## Work to complete:
(1) In the passage on AI retraining, what happens to many neurons in AI models after a certain number of retraining cycles?
(2) Transcribe the passage on AI retraining, starting with "The question of" and going on through "time and money.".
(3) Pick up the passage on AI retraining after its final sentence and continue it.

Artificial intelligence (AI) has advanced significantly, with models like ChatGPT impressing us with their ability to generate coherent text and perform complex tasks. However, a fundamental challenge remains: once these AI models are trained, they can not easily adapt to new information. In order to update these models with new data, they often need to be retrained from scratch—a process that is both costly and resource-intensive.
This limitation arises from the way AI models, particularly those based on neural networks, are structured. Neural networks mimic the way human brains function, using connected measurements called artificial neurons. During training, these neurons are adjusted to recognize certain patterns. After this training phase, the model can process new inputs, like responding to prompts in ChatGPT. However, these neurons don’t change once the training is complete, meaning the model cannot learn from new data without a full retraining.
The question of whether AI models can be designed to learn continuously has significant implications. If these models could update themselves with new information without starting from scratch each time, it could save substantial time and money.
Researchers, including Shibhansh Dohare from the University of Alberta, have been investigating this issue. Their findings reveal that after a certain number of retraining cycles, many neurons in AI models become inactive, a state often referred to as “dead.” This results in the model losing its ability to learn from new data, which is a significant hurdle for developing AI systems that can adapt over time.

## Available data:

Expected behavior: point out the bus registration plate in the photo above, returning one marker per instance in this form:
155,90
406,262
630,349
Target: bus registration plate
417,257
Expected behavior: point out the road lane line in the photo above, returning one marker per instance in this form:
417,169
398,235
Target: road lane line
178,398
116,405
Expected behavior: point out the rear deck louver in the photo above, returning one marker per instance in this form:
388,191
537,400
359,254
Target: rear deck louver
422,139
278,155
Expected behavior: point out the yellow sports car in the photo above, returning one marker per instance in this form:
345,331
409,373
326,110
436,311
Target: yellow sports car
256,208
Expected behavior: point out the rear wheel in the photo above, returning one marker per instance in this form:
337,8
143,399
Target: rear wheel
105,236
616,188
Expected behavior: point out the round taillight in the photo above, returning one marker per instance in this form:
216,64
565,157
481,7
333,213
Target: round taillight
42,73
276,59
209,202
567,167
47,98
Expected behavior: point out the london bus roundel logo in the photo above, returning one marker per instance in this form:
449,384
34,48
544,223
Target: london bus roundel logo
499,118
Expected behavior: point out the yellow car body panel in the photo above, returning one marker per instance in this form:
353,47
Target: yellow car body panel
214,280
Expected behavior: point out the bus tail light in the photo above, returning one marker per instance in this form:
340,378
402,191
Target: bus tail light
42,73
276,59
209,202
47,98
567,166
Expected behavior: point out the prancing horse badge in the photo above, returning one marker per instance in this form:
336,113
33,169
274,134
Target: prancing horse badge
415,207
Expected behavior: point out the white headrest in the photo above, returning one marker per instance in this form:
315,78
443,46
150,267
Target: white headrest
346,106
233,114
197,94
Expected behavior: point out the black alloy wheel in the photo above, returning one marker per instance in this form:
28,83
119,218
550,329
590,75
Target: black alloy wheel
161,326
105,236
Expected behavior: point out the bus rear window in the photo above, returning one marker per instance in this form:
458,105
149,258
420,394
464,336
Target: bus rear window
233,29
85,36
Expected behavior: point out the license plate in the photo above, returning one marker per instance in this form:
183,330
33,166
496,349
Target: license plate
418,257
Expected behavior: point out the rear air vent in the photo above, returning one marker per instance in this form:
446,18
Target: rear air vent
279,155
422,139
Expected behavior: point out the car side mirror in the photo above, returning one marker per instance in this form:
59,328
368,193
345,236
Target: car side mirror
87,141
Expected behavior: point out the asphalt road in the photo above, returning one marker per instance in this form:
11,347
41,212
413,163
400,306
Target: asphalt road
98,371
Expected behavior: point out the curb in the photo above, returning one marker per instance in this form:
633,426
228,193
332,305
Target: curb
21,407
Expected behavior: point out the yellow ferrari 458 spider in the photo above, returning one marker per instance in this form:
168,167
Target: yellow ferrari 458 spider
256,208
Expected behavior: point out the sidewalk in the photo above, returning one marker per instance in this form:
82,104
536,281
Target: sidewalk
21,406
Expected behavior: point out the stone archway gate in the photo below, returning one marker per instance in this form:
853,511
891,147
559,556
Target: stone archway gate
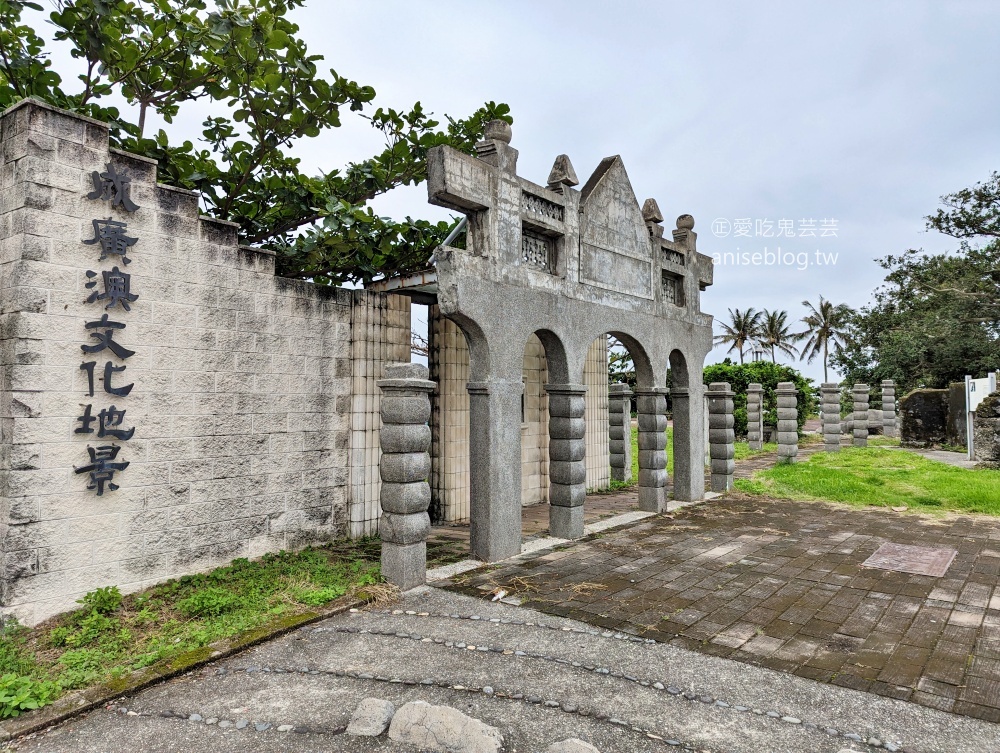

## Task-by-task results:
(1) They become inactive, a state often referred to as "dead."

(2)
The question of whether AI models can be designed to learn continuously has significant implications. If these models could update themselves with new information without starting from scratch each time, it could save substantial time and money.

(3)
In their experiments, Dohare’s team trained AI systems with a set of images. Instead of a one-time training process, they re-trained the AI model, after each pair of images to assess its ability to keep learning. However, they observed that after several thousand cycles, the model’s performance declined sharply, with many neurons becoming inactive.
To address this, Dohare and his team proposed an algorithm that reactivates inactive neurons during the learning process. By doing so, the AI models showed some capacity to regain their ability to learn from new data. While this approach is promising, it requires further testing on larger, more complex models to determine its effectiveness.
Mark van der Wilk from the University of Oxford emphasized the importance of finding a solution to this challenge, noting that it could significantly reduce the costs of training AI models. If successful, this approach could lead to more flexible and cost-effective AI systems that can continuously update themselves as new information becomes available.
The research is still in its early stages, but it represents an important step toward making AI systems more adaptable and efficient. As the AI field continues to evolve, addressing the challenge of continuous learning will be crucial for the development of smarter, more responsive technologies.